Text excerpt section start

GRENOBLE, France, April 16, 2014 (ENS) – A single-celled green alga that can tolerate extreme conditions may soon be widely used to clean up radioactive effluents and wastewater from nuclear facilities in an inexpensive and environmentally-safe manner.

Most organisms are killed by the radioactivity, but the micro-alga Coccomyxa actinabiotis is extremely radioresistant and strongly accumulates radionuclides.

Coccomyxa actinabiotis can resist a radiation dose of 20,000 grays (Gy), about 2,000 times the lethal human dose. The gray is a unit of ionizing radiation dose defined as the absorption of one joule of radiation energy by one kilogram of matter.

By comparison, humans exposed to a fraction of this level of radiation, five or more gray (gy), usually die within 14 days.

In 1986, the Chernobyl nuclear accident resulted in human exposures up to 16 gy, causing 28 deaths in the first three months.

Microorganisms, including algae, already are used widely by the nuclear industry to help manage waste by-products. But they have high operating and equipment costs, require heavy maintenance and generate large volumes of radioactive waste.

The discovery of the new alga, Coccomyxa actinabiotis nov. sp., which uses photosynthesis and metabolic processes to take up contaminants, creates the potential to develop cheaper and more environmentally-friendly solutions for decontaminating radioactive effluents and wastewater.

nuclear plant

Operated by Électricité de France, the sister units at Chooz-B and Civaux are the largest nuclear generating units in the world. (Photo courtesy Omega Concept)

Scientists in France discovered Coccomyxa actinabiotis in a cooling pool for spent fuel at a French nuclear facility. After analyzing the properties of this unique species, researchers now foresee new strategies for the bioremediation of radioactive contamination.

Inventors Corinne Rivasseau, Emmanuel Farhi, Alain Coute, Ariane Atteia have applied for a U.S. patent for Coccomyxa actinabiotis as a radioactive cleaning agent.

The potential of Coccomyxa actinabiotis is being explored by the research team, which includes scientists from Grenoble University, Montpellier University and Institut Laue-Langevin.

They are collaborating with scientists in the Division of Nuclear Energy in a government agency known as the CEA, the French Alternative Energies and Atomic Energy Commission.

In one hour, the scientists say, Coccomyxa actinabiotis has proved as effective as conventional physico-chemical ion-exchangers in purifying radioactive effluents.

Text excerpt section end

▸ Brief A
In the article on the radioresistant alga, where did scientists in France discover Coccomyxa actinabiotis?
▸ Brief B
Rewrite the part of the article on the radioresistant alga that begins at the words "Coccomyxa actinabiotis can" and stops after "within 14 days.", changing "Coccomyxa actinabiotis" to "C. actinabiotis".
▸ Brief C
Carry on the article on the radioresistant alga from its last sentence.

Data provided section start

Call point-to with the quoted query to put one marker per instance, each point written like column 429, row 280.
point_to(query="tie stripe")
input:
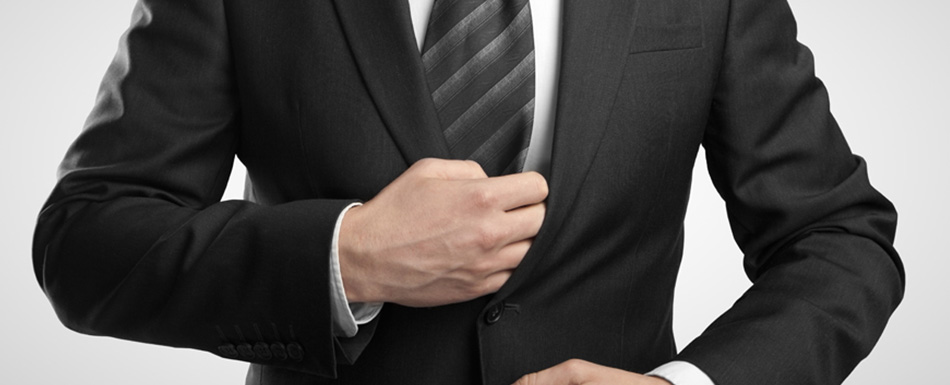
column 479, row 61
column 484, row 58
column 495, row 96
column 463, row 29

Data provided section end

▸ Output A
In a cooling pool for spent fuel at a French nuclear facility.

▸ Output B
C. actinabiotis can resist a radiation dose of 20,000 grays (Gy), about 2,000 times the lethal human dose. The gray is a unit of ionizing radiation dose defined as the absorption of one joule of radiation energy by one kilogram of matter.

By comparison, humans exposed to a fraction of this level of radiation, five or more gray (gy), usually die within 14 days.

▸ Output C
Using this organism, an efficient real-scale radionuclide biodecontamination process was performed in a nuclear fuel storage pool with “an important reduction of waste volume compared to the usual physico-chemical process,” the scientists report.

Coccomyxa actinabiotis are photosynthetic and need light to perform photosynthesis and produce their organic matter. Their growth can therefore be controlled by illumination. In order for them to grow at a given place, it is sufficient to illuminate them, the scientists say.

AREVA's La Hague plant located in the Manche region provides the first stage in the recycling of  nuclear used fuels. (Photo courtesy AREVA)

AREVA’s La Hague plant provides the first stage in the recycling of nuclear used fuels. (Photo courtesy AREVA)

In the pool where they were discovered, they proliferate close to the light sources. When they are placed in the dark for a period of two days to one month, their growth stops.

The CEA and the Institut Laue-Langevin have put together a bioreactor pilot study based on Coccomyxa actinabiotis to provide a proof of concept, which will optimize the bioremediation strategy.

The pilot-scale treatment unit removes highly radioactive effluents, including carbon-14, uranium-238 and cesium-137.

In London, Dr. David Brown, chief executive with the Institution of Chemical Engineers, said, “Current technologies for the chemically engineered cleaning of nuclear effluents are robust and efficient. However, processes like evaporation, filtration, sorption and ion exchange can be expensive.”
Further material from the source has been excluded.